» **WHAT NEEDS TO BE DONE**:
Exactly what is written in the records below should be returned, minus the images.

━━ DATA TO USE ━━

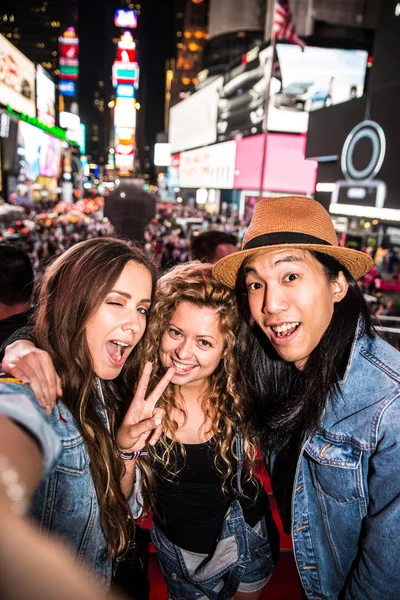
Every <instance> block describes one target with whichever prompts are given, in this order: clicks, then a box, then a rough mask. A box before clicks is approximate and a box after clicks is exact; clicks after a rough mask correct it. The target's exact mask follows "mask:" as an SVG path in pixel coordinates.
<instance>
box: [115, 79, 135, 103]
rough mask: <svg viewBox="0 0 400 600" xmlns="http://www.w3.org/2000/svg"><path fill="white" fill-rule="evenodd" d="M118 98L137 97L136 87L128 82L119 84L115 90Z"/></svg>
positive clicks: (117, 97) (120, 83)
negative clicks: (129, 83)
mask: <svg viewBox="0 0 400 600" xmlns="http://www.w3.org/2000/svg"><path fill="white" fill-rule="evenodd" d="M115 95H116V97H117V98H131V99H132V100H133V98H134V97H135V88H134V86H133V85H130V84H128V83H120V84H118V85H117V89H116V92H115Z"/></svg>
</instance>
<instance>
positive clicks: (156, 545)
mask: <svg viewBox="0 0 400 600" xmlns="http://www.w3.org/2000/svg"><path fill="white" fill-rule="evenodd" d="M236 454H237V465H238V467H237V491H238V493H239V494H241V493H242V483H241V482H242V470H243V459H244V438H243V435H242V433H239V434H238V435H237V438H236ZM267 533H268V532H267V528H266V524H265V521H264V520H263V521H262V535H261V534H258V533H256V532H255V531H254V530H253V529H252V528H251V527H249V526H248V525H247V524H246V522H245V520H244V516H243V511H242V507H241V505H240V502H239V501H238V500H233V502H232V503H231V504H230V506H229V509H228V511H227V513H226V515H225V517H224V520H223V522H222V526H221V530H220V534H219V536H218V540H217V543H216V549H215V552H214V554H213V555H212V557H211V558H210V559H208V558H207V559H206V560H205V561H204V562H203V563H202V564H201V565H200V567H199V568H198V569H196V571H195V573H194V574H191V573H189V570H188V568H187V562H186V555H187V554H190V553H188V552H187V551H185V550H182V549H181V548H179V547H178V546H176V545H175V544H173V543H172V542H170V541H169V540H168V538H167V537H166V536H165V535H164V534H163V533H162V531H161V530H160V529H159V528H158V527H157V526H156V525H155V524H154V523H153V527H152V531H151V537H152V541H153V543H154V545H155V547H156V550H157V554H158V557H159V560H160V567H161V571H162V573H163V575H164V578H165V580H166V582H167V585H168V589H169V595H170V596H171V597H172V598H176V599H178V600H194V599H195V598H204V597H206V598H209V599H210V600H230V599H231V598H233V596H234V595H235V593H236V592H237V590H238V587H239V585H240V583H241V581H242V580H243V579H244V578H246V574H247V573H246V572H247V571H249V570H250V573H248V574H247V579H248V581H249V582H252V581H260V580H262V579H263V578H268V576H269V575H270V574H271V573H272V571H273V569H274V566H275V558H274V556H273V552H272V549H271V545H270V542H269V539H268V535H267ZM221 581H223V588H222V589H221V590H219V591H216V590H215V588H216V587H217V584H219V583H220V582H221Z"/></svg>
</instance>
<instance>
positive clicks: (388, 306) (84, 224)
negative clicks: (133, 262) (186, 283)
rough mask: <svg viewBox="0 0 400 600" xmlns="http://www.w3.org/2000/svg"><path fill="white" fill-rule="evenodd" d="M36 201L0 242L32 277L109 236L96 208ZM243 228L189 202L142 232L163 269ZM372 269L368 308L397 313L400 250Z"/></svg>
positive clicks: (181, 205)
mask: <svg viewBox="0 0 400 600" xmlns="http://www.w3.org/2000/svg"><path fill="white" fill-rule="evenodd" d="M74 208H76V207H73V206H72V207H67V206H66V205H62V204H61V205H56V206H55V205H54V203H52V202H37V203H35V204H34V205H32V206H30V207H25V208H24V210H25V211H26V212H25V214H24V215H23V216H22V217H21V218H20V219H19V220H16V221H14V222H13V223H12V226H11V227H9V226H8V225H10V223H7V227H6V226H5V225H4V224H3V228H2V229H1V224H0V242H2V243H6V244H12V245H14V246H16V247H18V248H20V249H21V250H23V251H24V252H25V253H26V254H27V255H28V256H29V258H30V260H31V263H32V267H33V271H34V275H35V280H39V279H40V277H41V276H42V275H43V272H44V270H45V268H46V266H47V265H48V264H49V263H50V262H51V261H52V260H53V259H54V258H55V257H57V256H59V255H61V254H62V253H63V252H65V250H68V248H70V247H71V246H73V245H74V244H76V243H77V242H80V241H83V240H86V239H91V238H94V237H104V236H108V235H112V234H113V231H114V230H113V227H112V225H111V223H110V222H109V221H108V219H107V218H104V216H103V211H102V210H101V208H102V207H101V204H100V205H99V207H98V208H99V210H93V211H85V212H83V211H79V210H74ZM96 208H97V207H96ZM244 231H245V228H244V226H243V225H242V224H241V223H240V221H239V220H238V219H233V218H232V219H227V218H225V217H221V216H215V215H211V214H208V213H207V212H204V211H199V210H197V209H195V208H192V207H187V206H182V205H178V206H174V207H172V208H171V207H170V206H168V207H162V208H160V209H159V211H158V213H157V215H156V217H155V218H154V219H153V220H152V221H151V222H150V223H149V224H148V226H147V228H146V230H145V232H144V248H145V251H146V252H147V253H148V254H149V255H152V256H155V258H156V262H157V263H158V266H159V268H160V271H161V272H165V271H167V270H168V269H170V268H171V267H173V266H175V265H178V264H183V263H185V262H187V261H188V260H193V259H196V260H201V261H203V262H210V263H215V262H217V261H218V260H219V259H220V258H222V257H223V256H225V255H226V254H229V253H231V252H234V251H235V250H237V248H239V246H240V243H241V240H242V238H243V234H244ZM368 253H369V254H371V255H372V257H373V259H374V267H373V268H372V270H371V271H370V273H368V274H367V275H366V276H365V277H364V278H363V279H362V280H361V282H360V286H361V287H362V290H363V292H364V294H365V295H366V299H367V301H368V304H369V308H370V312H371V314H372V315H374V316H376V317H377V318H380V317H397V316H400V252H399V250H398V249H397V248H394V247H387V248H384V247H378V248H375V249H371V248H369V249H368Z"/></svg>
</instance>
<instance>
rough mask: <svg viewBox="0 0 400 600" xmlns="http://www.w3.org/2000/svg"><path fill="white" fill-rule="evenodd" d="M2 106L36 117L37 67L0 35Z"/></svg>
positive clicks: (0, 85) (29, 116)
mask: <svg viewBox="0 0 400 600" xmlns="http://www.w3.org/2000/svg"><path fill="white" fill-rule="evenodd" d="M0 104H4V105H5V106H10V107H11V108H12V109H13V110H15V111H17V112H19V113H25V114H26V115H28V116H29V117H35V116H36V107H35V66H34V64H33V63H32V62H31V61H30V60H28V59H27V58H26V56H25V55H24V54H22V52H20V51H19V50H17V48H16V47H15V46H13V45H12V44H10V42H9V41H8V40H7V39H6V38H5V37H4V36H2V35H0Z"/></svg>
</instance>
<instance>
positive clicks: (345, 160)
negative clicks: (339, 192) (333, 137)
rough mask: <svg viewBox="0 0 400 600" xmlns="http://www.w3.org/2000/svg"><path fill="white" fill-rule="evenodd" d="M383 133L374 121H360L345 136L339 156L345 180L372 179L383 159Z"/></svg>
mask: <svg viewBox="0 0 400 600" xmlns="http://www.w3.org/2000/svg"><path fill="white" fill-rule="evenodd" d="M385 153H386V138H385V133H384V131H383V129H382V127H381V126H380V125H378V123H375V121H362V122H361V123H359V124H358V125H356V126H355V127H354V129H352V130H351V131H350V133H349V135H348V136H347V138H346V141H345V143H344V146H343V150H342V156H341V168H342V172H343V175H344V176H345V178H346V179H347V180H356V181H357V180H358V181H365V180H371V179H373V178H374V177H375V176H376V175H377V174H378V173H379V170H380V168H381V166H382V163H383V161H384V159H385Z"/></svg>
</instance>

━━━

» **RESPONSE**:
Every <instance> block describes one target with whichever prompts are given, in this order: clicks, then a box, then a rough mask. A box before clicks is approximate and a box after clicks is exact; clicks after a rough mask correct it. The target's exact mask follows "mask:" as an SVG path in pixel coordinates.
<instance>
box: [115, 79, 135, 103]
rough mask: <svg viewBox="0 0 400 600" xmlns="http://www.w3.org/2000/svg"><path fill="white" fill-rule="evenodd" d="M118 98L137 97L136 87L128 82L119 84L115 90Z"/></svg>
positive clicks: (117, 97) (120, 83)
negative clicks: (129, 83)
mask: <svg viewBox="0 0 400 600" xmlns="http://www.w3.org/2000/svg"><path fill="white" fill-rule="evenodd" d="M115 95H116V97H117V98H131V99H132V100H133V98H134V97H135V88H134V86H133V85H130V84H128V83H120V84H118V85H117V89H116V92H115Z"/></svg>
</instance>
<instance>
positive clicks: (156, 545)
mask: <svg viewBox="0 0 400 600" xmlns="http://www.w3.org/2000/svg"><path fill="white" fill-rule="evenodd" d="M236 454H237V465H238V467H237V491H238V493H239V494H241V493H242V483H241V482H242V470H243V459H244V438H243V435H242V433H239V434H238V435H237V438H236ZM267 533H268V532H267V528H266V524H265V521H264V520H263V521H262V535H261V534H258V533H256V532H255V531H254V530H253V529H252V528H251V527H249V526H248V525H247V524H246V522H245V520H244V516H243V511H242V507H241V505H240V502H239V501H238V500H233V502H232V503H231V504H230V506H229V509H228V511H227V513H226V515H225V517H224V520H223V522H222V526H221V530H220V534H219V536H218V540H217V543H216V549H215V552H214V554H213V555H212V557H211V558H210V559H208V558H207V559H206V560H205V561H204V562H203V563H202V564H201V565H200V567H199V568H198V569H196V571H195V573H194V574H191V573H189V570H188V568H187V562H186V555H187V554H190V553H188V552H187V551H185V550H182V549H181V548H179V547H178V546H176V545H175V544H173V543H172V542H170V541H169V540H168V538H167V537H166V536H165V535H164V534H163V533H162V531H161V530H160V529H159V528H158V527H157V526H156V525H155V524H154V523H153V527H152V531H151V537H152V541H153V543H154V545H155V547H156V550H157V554H158V557H159V560H160V567H161V571H162V573H163V575H164V578H165V580H166V582H167V585H168V589H169V595H170V596H171V597H172V598H176V599H178V600H194V599H195V598H204V597H206V598H209V599H210V600H230V599H231V598H233V596H234V595H235V593H236V592H237V590H238V587H239V585H240V583H241V581H242V580H243V579H244V578H246V574H247V573H246V572H247V571H249V570H250V573H248V574H247V579H248V581H249V582H252V581H260V580H262V579H263V578H268V576H269V575H270V574H271V573H272V571H273V569H274V566H275V558H274V556H273V552H272V549H271V545H270V542H269V539H268V535H267ZM221 581H223V588H222V589H221V590H219V591H216V590H215V588H216V587H217V584H219V583H220V582H221Z"/></svg>
</instance>
<instance>
positive clicks: (388, 306) (84, 224)
negative clicks: (133, 262) (186, 283)
rough mask: <svg viewBox="0 0 400 600" xmlns="http://www.w3.org/2000/svg"><path fill="white" fill-rule="evenodd" d="M36 201L0 242L32 277L109 236L96 208ZM243 228L189 202L142 232L163 269ZM372 269L368 308L397 313L400 250Z"/></svg>
positive clicks: (181, 205)
mask: <svg viewBox="0 0 400 600" xmlns="http://www.w3.org/2000/svg"><path fill="white" fill-rule="evenodd" d="M74 208H76V207H73V206H72V207H67V206H66V205H62V204H61V205H56V206H55V205H54V203H52V202H37V203H35V204H34V205H32V206H30V207H25V208H24V210H25V211H26V212H25V214H24V215H23V216H22V217H21V218H20V219H19V220H16V221H14V222H13V223H12V226H11V227H9V226H8V225H10V223H7V227H6V226H5V225H4V224H3V228H2V229H1V224H0V242H2V243H6V244H12V245H14V246H16V247H18V248H20V249H21V250H23V251H24V252H25V253H26V254H27V255H28V256H29V258H30V260H31V263H32V267H33V271H34V275H35V280H39V279H40V277H41V276H42V275H43V272H44V270H45V268H46V266H47V265H48V264H49V263H50V262H51V261H52V260H53V259H54V258H55V257H57V256H59V255H61V254H62V253H63V252H65V250H68V248H70V247H71V246H73V245H74V244H76V243H77V242H80V241H83V240H86V239H91V238H94V237H104V236H108V235H112V234H113V231H114V230H113V227H112V225H111V223H110V222H109V221H108V219H107V218H104V216H103V211H102V210H101V208H102V207H101V204H100V205H99V207H98V208H99V210H93V211H85V212H83V211H79V210H74ZM96 208H97V207H96ZM244 231H245V228H244V226H243V225H242V224H241V223H240V221H239V220H238V219H233V218H232V219H227V218H225V217H221V216H215V215H211V214H208V213H207V212H204V211H199V210H197V209H195V208H192V207H187V206H182V205H178V206H174V207H172V208H171V207H170V206H168V207H162V208H160V209H159V211H158V213H157V215H156V217H155V218H154V219H153V220H152V221H151V222H150V223H149V224H148V226H147V228H146V230H145V232H144V248H145V251H146V252H147V253H148V254H149V255H152V256H155V258H156V262H157V263H158V266H159V268H160V271H161V272H165V271H167V270H168V269H170V268H171V267H173V266H175V265H178V264H183V263H185V262H187V261H188V260H193V259H196V260H201V261H203V262H210V263H215V262H217V261H218V260H219V259H220V258H222V257H223V256H225V255H226V254H229V253H231V252H234V251H235V250H237V248H239V246H240V243H241V240H242V238H243V234H244ZM368 253H369V254H371V255H372V257H373V259H374V267H373V268H372V270H371V271H370V273H368V274H367V275H366V276H365V277H364V278H363V279H362V280H361V282H360V286H361V287H362V290H363V292H364V294H365V295H366V299H367V301H368V304H369V308H370V312H371V314H372V315H374V316H376V317H377V318H380V317H397V316H400V252H399V250H398V249H397V248H394V247H387V248H384V247H378V248H375V249H371V248H369V249H368Z"/></svg>
</instance>
<instance>
rough mask: <svg viewBox="0 0 400 600" xmlns="http://www.w3.org/2000/svg"><path fill="white" fill-rule="evenodd" d="M2 106L36 117L37 67L0 35Z"/></svg>
positive clicks: (0, 85) (29, 116)
mask: <svg viewBox="0 0 400 600" xmlns="http://www.w3.org/2000/svg"><path fill="white" fill-rule="evenodd" d="M0 104H4V105H5V106H10V107H11V108H12V109H13V110H15V111H17V112H19V113H25V114H26V115H28V116H29V117H35V116H36V107H35V66H34V64H33V63H32V62H31V61H30V60H28V59H27V58H26V56H25V55H24V54H22V52H20V51H19V50H17V48H16V47H15V46H13V45H12V44H10V42H9V41H8V40H7V39H6V38H5V37H4V36H2V35H0Z"/></svg>
</instance>
<instance>
positive clicks: (345, 160)
negative clicks: (339, 192) (333, 137)
rough mask: <svg viewBox="0 0 400 600" xmlns="http://www.w3.org/2000/svg"><path fill="white" fill-rule="evenodd" d="M383 133L374 121H360L345 136L339 156L345 180L372 179L383 159Z"/></svg>
mask: <svg viewBox="0 0 400 600" xmlns="http://www.w3.org/2000/svg"><path fill="white" fill-rule="evenodd" d="M385 153H386V138H385V133H384V131H383V129H382V127H381V126H380V125H378V123H375V121H362V122H361V123H359V124H358V125H356V126H355V127H354V129H352V130H351V131H350V133H349V135H348V136H347V138H346V141H345V143H344V146H343V150H342V156H341V168H342V172H343V175H344V176H345V178H346V179H347V180H356V181H357V180H358V181H365V180H371V179H373V178H374V177H375V176H376V175H377V174H378V173H379V170H380V168H381V166H382V163H383V161H384V159H385Z"/></svg>
</instance>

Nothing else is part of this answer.